**Aufgabenstellungen:**
1: Welches Betriebssystem wird im Forenbeitrag zur Einbindung von SQLite in Java unter den technischen Details genannt?
2: Geben Sie aus dem Forenbeitrag zur Einbindung von SQLite in Java den Abschnitt von "Exception in thread" bis "at java.security.AccessController.doPrivileged(Native Method)" wortgetreu wieder.
3: Führen Sie den Forenbeitrag zur Einbindung von SQLite in Java im Anschluss an seine letzte Zeile fort.

**Textauszug:**
Da bieten sich mir eine Handvoll probleme:



Exception in thread "main" java.lang.ClassNotFoundException: sqlitejdbc-v056.jar
	at java.net.URLClassLoader$1.run(Unknown Source)
	at java.security.AccessController.doPrivileged(Native Method)
	at java.net.URLClassLoader.findClass(Unknown Source)
und noch paar mehr nur ist sehr viel 
Techniche Details:
JAva SDK6
Eclipse / SQlite 
WinXP


So nun zur Frage stellung, kann ich SQlite in JAva einbinden ?
muss ich diese "Treiber" in einen Speziellen ordner packen ?
habe ich in etwa einen richtigen lösungs ansatz, den ich finde nicht viel in der Insel / Google ....


LG JavaKünstler.


----------



## frapo (15. Jun 2009)

**Datensätze:**

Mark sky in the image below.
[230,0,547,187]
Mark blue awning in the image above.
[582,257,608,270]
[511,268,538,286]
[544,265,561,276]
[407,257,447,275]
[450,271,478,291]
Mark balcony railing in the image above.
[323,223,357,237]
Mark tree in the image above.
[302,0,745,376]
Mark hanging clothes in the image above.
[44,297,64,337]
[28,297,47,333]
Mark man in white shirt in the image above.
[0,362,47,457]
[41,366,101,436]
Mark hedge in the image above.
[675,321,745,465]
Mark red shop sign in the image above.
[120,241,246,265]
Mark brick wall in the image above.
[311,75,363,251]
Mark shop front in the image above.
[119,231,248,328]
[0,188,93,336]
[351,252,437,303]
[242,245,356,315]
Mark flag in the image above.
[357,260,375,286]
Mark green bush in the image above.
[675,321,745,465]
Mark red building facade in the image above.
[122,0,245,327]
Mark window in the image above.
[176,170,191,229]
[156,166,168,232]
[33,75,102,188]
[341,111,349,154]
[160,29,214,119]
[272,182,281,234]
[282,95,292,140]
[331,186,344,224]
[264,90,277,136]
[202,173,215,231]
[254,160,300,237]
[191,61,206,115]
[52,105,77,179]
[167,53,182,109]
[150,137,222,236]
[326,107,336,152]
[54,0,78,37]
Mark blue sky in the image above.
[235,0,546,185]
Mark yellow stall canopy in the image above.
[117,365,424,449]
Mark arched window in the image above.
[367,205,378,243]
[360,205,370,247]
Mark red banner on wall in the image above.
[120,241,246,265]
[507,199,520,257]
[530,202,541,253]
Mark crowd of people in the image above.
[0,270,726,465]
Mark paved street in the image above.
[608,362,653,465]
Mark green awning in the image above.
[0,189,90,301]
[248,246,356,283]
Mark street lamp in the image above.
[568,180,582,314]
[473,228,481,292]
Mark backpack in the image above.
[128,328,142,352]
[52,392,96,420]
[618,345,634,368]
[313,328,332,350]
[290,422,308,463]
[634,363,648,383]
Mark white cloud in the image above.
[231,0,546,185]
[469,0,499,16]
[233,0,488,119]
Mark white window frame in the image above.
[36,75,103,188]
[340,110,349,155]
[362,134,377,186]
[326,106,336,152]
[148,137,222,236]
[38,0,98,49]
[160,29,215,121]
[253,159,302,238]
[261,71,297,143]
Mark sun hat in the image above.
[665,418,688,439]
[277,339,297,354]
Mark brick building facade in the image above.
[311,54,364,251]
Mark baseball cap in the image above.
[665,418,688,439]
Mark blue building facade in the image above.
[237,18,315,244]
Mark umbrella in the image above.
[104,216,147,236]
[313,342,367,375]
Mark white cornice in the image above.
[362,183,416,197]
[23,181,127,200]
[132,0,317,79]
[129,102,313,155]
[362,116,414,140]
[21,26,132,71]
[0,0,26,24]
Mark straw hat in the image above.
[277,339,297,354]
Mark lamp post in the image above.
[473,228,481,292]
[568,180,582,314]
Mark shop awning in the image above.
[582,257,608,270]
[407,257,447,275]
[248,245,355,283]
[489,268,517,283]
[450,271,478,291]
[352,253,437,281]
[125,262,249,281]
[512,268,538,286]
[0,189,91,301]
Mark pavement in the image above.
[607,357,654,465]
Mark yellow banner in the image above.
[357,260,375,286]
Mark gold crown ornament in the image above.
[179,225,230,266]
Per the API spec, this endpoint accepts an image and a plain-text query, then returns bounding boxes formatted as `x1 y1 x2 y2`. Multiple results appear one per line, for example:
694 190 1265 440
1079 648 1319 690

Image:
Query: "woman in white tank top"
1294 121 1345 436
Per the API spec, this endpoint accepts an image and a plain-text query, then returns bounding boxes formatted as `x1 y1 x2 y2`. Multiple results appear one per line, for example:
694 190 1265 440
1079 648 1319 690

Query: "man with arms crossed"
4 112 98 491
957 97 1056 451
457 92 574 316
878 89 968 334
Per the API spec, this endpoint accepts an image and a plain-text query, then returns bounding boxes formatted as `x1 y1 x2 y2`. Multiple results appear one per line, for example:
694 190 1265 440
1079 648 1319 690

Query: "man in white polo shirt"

**Lösungen:**
1: WinXP

2:
Exception in thread "main" java.lang.ClassNotFoundException: sqlitejdbc-v056.jar
	at java.net.URLClassLoader$1.run(Unknown Source)
	at java.security.AccessController.doPrivileged(Native Method)

3:
Auf den ersten Blick würde ich sagen das die sqlite.jar irgendwie im Classpath mit angegeben werden müsste.

Versuche das erstmal ohne eclipse, da werden dir die Vorgänge vielleicht etwas ersichtlicher. Für SQLite habe ich per google auf Anhieb dies gefunden:

SQLiteJDBC

Weiter unten unter Getting Started steht eigentlich alles.


----------



## JAVAkünstler (15. Jun 2009)

Diesen link habe ich auch bereits versucht zu verstehen, bzw daher habe ich mir auch den Treiber gezoggen.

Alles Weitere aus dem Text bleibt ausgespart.